MATERIAL PROVIDED Block Start

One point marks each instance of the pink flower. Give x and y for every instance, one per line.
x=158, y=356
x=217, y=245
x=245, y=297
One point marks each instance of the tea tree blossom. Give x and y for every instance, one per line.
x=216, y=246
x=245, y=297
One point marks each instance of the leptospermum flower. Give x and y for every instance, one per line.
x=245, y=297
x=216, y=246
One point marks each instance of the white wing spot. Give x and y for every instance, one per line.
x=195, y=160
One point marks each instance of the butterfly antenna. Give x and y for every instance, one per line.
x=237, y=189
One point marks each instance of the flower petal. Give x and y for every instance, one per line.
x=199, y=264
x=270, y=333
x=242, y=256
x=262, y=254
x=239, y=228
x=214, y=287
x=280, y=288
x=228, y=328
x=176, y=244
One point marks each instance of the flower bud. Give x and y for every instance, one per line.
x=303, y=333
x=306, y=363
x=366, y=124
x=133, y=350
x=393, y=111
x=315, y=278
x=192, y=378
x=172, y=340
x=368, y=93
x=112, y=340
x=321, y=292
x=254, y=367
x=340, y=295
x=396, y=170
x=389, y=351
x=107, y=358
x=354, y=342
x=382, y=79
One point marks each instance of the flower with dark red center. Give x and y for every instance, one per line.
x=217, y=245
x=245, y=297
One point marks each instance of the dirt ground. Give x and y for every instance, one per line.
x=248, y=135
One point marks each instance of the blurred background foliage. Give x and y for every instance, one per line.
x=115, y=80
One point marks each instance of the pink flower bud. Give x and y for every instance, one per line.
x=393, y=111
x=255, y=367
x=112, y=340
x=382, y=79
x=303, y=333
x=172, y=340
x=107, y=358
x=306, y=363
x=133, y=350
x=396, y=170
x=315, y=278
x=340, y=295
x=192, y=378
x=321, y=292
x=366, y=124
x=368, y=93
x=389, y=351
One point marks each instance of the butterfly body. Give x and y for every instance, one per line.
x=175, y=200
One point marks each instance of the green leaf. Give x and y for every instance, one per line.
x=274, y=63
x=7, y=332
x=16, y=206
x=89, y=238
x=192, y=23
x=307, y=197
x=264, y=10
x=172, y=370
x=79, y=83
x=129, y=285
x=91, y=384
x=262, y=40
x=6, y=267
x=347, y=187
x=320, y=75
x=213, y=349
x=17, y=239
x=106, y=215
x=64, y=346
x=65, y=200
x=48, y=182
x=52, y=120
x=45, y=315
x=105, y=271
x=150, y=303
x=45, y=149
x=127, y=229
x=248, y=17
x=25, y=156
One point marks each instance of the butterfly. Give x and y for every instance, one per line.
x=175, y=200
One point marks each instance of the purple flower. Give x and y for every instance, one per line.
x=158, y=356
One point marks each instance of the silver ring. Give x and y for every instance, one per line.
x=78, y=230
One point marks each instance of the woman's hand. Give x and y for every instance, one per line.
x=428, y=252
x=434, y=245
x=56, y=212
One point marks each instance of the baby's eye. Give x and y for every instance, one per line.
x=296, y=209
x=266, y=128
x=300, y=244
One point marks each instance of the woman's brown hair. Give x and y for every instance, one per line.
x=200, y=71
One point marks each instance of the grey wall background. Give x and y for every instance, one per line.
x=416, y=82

MATERIAL PROVIDED Block End

INSTRUCTIONS TO FOLLOW. The lines from the one containing "One point marks each instance of the blurred" through the final line of the listing above are to be repeated exactly, and nothing else is to be printed.

RESULT FOR THIS EXERCISE.
One point marks each instance of the blurred background foliage. Give x and y for every instance, one per line.
x=115, y=80
One point marks each instance of the pink flower bud. Give x and y for every instance, one per line.
x=393, y=111
x=255, y=367
x=112, y=340
x=382, y=79
x=303, y=333
x=172, y=340
x=107, y=358
x=306, y=363
x=133, y=350
x=396, y=170
x=315, y=278
x=340, y=295
x=192, y=378
x=321, y=292
x=366, y=124
x=368, y=93
x=389, y=351
One point marks each instance of the butterfly body. Give x and y for every instance, one per line.
x=175, y=200
One point marks each instance of the green leaf. Give x and y for every instance, one per line.
x=274, y=63
x=7, y=332
x=16, y=206
x=89, y=238
x=192, y=23
x=307, y=197
x=264, y=10
x=172, y=370
x=79, y=83
x=129, y=285
x=91, y=384
x=262, y=40
x=6, y=267
x=347, y=187
x=320, y=75
x=213, y=349
x=17, y=239
x=106, y=215
x=64, y=346
x=65, y=200
x=48, y=182
x=52, y=120
x=45, y=315
x=105, y=271
x=150, y=303
x=45, y=149
x=127, y=229
x=248, y=17
x=25, y=156
One point marks each instance of the butterfly. Give x and y for every instance, one per line.
x=175, y=200
One point marks each instance of the purple flower. Give x and y for every instance, one per line.
x=158, y=356
One point marks each instance of the silver ring. Give x and y for every instance, one per line.
x=78, y=230
One point marks each instance of the woman's hand. Give x and y for every instance, one per line.
x=428, y=252
x=434, y=245
x=56, y=212
One point marks each instance of the baby's eye. Give x and y for every instance, one per line.
x=296, y=209
x=266, y=128
x=300, y=244
One point marks each instance of the woman's brown hair. Give x and y for every instance, one per line.
x=200, y=71
One point marks each instance of the grey wall background. Give x and y for every instance, one per line.
x=416, y=82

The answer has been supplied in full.